### THE DATA:
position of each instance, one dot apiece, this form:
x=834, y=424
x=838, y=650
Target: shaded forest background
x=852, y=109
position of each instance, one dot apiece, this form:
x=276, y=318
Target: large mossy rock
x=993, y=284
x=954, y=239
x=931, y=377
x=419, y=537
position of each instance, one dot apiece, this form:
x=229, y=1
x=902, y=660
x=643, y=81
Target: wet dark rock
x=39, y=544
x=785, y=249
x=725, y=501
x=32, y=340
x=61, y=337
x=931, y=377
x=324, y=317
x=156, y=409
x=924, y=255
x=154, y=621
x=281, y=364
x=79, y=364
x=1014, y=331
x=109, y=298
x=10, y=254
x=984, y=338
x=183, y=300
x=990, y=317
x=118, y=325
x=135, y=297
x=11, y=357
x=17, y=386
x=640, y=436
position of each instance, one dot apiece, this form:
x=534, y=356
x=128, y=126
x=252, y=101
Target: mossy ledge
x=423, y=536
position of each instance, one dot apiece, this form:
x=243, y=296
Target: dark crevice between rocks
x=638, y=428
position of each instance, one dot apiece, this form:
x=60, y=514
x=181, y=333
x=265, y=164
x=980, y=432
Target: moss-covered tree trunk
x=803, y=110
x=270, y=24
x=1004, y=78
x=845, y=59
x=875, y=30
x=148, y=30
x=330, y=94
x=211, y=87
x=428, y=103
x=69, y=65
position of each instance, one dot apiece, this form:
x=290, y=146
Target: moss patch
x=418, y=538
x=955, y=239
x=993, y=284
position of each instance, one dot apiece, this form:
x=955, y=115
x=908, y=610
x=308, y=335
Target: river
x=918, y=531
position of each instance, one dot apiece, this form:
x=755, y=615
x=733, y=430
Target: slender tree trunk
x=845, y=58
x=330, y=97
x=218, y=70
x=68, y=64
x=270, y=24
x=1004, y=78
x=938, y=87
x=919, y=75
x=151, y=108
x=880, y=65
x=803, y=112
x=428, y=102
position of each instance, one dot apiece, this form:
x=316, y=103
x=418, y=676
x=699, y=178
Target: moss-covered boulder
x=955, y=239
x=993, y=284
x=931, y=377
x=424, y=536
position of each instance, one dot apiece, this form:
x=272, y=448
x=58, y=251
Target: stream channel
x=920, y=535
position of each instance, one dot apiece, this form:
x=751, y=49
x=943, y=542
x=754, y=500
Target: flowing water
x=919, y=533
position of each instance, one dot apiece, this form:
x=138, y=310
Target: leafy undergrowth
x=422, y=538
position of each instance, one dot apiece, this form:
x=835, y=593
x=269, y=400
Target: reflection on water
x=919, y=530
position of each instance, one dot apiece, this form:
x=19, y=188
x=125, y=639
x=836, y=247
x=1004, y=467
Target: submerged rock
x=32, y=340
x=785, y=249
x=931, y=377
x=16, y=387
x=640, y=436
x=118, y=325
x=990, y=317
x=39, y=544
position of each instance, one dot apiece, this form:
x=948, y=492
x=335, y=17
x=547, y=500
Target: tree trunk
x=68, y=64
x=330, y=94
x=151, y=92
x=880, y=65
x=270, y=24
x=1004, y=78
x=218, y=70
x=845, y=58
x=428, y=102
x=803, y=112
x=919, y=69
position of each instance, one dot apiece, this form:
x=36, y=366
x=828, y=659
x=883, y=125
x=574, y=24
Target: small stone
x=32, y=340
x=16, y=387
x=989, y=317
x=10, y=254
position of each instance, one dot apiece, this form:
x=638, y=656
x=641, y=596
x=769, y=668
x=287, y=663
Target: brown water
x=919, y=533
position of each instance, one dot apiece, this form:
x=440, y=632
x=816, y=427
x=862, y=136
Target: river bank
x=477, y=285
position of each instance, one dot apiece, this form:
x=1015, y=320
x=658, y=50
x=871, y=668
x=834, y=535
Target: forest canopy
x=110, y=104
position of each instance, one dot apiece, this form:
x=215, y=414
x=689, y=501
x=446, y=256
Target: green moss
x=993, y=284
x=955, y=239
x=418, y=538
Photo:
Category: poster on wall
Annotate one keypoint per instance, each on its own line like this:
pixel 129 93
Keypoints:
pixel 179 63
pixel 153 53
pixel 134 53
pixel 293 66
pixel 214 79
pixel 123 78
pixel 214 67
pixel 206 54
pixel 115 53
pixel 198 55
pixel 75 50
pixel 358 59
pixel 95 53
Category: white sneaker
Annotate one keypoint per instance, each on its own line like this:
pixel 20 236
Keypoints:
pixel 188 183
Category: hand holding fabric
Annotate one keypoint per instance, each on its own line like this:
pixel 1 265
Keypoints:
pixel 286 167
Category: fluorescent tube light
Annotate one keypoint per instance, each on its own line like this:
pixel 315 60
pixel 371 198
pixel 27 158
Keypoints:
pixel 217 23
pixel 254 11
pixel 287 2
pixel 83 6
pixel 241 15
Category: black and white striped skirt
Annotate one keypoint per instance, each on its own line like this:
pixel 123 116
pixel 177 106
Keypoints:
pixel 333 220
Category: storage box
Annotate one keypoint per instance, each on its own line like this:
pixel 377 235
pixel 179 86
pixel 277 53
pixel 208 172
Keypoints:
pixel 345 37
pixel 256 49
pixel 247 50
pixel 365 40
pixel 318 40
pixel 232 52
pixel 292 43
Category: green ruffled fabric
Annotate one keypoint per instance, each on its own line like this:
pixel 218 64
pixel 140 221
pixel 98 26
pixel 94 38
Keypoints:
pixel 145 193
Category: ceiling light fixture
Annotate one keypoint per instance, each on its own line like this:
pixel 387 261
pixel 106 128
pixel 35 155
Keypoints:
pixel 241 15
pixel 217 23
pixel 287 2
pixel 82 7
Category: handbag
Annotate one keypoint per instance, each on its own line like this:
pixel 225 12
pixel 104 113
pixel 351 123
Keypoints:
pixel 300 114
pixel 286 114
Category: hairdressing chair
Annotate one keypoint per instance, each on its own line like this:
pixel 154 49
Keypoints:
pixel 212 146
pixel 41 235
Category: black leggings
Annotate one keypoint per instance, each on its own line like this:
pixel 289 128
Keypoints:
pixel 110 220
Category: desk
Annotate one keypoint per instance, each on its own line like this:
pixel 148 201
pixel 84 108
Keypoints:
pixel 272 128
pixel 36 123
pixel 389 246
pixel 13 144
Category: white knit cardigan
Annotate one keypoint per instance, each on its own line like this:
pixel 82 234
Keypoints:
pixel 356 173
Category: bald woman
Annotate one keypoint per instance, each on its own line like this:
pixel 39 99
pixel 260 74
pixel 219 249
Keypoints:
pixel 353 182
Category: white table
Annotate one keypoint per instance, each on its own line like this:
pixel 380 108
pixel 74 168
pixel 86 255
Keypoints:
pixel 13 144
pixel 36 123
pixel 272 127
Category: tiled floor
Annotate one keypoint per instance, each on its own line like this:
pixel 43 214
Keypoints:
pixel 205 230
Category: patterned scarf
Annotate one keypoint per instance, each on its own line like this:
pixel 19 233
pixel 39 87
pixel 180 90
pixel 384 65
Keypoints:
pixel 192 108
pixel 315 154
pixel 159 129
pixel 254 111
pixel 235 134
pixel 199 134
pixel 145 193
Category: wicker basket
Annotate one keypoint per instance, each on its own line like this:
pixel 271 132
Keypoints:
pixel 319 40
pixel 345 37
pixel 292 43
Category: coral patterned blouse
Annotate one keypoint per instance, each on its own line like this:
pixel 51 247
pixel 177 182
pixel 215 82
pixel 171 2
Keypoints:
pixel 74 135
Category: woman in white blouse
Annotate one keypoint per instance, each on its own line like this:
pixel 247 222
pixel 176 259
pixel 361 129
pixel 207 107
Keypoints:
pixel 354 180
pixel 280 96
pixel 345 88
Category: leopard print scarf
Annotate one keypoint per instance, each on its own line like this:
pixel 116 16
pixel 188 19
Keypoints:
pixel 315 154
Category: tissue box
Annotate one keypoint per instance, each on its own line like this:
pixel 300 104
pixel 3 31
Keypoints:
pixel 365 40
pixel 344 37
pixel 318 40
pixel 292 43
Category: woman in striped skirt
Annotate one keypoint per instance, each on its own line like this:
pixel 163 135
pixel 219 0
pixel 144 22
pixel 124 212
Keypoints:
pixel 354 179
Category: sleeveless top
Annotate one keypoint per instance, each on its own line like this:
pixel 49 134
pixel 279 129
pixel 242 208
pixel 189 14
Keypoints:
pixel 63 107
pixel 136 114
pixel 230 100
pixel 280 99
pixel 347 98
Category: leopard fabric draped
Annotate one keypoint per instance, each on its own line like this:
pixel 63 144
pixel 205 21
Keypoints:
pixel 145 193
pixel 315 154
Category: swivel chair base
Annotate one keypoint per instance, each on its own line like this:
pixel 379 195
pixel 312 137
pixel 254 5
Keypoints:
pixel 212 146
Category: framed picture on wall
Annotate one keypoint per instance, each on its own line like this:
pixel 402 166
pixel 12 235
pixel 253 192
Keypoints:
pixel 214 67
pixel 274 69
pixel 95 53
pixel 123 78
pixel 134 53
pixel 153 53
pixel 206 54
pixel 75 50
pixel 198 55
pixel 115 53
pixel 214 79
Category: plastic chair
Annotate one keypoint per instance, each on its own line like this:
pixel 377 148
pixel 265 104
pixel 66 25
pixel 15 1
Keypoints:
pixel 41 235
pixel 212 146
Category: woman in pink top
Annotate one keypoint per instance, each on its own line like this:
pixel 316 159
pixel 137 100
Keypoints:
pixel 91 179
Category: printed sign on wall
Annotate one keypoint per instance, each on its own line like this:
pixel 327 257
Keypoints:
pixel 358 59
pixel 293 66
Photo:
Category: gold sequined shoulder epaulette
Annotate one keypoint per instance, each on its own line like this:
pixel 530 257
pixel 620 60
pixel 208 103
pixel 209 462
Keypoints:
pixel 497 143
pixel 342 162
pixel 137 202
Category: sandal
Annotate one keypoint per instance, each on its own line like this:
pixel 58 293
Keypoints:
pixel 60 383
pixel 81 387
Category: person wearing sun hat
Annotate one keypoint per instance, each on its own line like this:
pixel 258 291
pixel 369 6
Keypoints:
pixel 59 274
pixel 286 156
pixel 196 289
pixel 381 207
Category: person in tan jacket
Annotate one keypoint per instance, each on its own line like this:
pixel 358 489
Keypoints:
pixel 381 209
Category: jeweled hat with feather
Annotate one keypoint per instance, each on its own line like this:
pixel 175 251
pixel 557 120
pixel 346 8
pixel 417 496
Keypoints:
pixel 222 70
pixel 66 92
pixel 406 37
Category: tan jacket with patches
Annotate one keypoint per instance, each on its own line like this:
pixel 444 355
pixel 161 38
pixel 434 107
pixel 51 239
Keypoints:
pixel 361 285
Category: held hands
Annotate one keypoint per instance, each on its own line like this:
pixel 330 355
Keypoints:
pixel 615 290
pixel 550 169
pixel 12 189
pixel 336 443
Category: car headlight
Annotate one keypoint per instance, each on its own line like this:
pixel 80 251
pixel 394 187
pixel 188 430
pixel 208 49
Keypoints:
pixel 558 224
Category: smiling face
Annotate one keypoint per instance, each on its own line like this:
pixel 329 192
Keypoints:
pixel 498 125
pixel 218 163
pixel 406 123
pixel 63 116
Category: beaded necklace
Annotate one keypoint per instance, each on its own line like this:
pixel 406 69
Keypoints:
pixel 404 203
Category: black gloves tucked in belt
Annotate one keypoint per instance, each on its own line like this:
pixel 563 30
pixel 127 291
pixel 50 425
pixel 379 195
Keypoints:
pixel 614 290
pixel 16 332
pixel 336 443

### PROBLEM REQUIREMENTS:
Every line of the listing that includes "skirt" must be shown.

### OUTPUT:
Category: black and white striped skirt
Category: woman in striped skirt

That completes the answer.